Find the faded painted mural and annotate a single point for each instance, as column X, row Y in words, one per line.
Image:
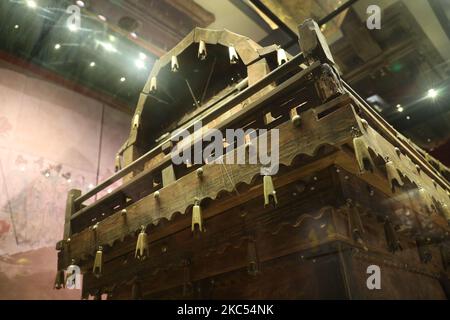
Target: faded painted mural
column 51, row 140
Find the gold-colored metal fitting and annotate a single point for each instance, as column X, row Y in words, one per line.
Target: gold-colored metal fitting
column 153, row 86
column 362, row 154
column 174, row 64
column 392, row 175
column 270, row 195
column 281, row 56
column 98, row 262
column 60, row 280
column 197, row 216
column 202, row 50
column 117, row 165
column 136, row 120
column 233, row 55
column 142, row 245
column 200, row 173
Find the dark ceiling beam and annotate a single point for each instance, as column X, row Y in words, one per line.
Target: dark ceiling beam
column 27, row 67
column 287, row 30
column 439, row 11
column 264, row 9
column 336, row 12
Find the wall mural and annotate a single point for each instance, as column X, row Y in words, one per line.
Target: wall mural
column 51, row 140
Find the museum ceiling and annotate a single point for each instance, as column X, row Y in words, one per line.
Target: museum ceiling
column 110, row 56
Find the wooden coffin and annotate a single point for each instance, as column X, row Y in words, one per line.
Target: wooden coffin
column 351, row 191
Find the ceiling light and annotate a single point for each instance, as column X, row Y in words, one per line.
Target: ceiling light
column 140, row 64
column 432, row 93
column 107, row 46
column 72, row 27
column 32, row 4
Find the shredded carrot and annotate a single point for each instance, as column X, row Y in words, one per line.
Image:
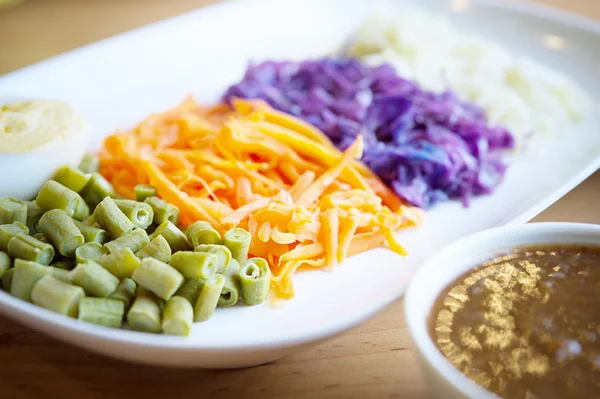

• • • • • • •

SHORT TASK: Copy the records word for word, starting with the line containing "Find the gold-colored" and continuing through the end of the records. Leave the pictures out of your copy.

ANSWER TO THIS TASK:
Find the gold-colored metal fitting and annotate a single point for each instance, as column X, row Y in words, one per line.
Target: gold-colored metal fitting
column 153, row 86
column 362, row 154
column 174, row 64
column 392, row 175
column 270, row 195
column 281, row 56
column 98, row 262
column 60, row 280
column 197, row 216
column 202, row 50
column 117, row 165
column 136, row 120
column 233, row 55
column 142, row 245
column 200, row 173
Find the dark ceiling beam and annotate a single point for each instance, as column X, row Y in words, one per line.
Target: dark ceiling beam
column 27, row 67
column 287, row 30
column 439, row 11
column 264, row 9
column 336, row 12
Find the wall mural and annotate a single point for each instance, as column X, row Y in words, one per line.
Target: wall mural
column 51, row 140
Find the museum ceiling and annotate a single point for each instance, as column X, row Y in words, one per line.
Target: museum ceiling
column 110, row 56
Find the wooden coffin and annotate a single point for each instance, as column X, row Y in words, one per line.
Target: wooden coffin
column 351, row 191
Find the ceiling light and annotate a single point for each instance, as column X, row Y in words, one per line.
Target: ceiling light
column 140, row 64
column 432, row 93
column 107, row 46
column 72, row 27
column 32, row 4
Find the shredded carrot and annotate a single point for each instance, as column X, row Y in words, one per line.
Image:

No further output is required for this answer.